» WORK REQUIRED: Starting with the line that has "The component shall place one marker per instance of the white", retype each line down to the end of the entries below, without leaving any out or adding any.

Saved entries

--- START ---

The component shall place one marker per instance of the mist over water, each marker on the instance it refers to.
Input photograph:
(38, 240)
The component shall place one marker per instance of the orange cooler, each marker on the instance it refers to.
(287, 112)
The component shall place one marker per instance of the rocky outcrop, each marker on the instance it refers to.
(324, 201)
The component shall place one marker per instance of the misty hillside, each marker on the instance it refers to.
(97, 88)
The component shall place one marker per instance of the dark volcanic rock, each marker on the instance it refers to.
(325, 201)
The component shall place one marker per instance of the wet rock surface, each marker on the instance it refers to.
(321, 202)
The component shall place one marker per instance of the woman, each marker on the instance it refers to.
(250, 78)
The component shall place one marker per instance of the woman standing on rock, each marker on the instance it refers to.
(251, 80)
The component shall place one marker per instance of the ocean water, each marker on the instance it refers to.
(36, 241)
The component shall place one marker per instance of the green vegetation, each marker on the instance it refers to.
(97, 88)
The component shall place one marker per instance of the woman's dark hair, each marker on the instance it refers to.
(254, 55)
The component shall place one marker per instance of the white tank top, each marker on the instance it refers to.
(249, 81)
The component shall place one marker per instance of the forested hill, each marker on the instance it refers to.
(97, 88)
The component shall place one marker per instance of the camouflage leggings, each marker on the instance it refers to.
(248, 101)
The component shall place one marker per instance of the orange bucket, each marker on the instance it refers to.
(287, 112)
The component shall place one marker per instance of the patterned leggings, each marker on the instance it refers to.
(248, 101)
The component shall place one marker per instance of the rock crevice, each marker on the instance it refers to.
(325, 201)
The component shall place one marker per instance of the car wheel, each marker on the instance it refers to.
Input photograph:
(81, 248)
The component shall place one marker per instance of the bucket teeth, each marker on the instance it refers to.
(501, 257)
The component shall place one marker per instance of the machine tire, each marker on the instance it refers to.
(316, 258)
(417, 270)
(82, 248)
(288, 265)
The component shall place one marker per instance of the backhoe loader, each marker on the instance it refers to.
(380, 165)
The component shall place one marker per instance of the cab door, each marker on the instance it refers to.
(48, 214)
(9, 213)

--- END ---

» ANSWER SPACE:
The component shall place one marker per instance of the white tank top, each marker on the instance it refers to.
(249, 81)
The component shall place one marker per instance of the forested hill, each marker on the instance it refers to.
(97, 88)
The component shall place one marker per instance of the camouflage leggings, each marker on the instance it refers to.
(248, 101)
The component shall place one marker per instance of the orange bucket, each marker on the instance it refers to.
(287, 112)
The component shall place one marker per instance of the patterned leggings, each marker on the instance it refers to.
(248, 101)
The component shall place one marker per instance of the rock crevice, each marker on the instance it refers to.
(325, 201)
The component shall place one marker per instance of the car wheel, each marker on the instance it refers to.
Input photograph:
(81, 248)
The component shall place one marker per instance of the bucket teeth, each marker on the instance it refers to.
(501, 257)
The component shall place one marker per instance of the machine tire, each marker on the instance it refers to.
(316, 258)
(417, 270)
(82, 248)
(288, 265)
The component shall place one marker per instance of the backhoe loader, each marker on the instance it refers to.
(380, 165)
The component shall place one marker per instance of the cab door, each marker on the instance it refers to.
(48, 214)
(9, 213)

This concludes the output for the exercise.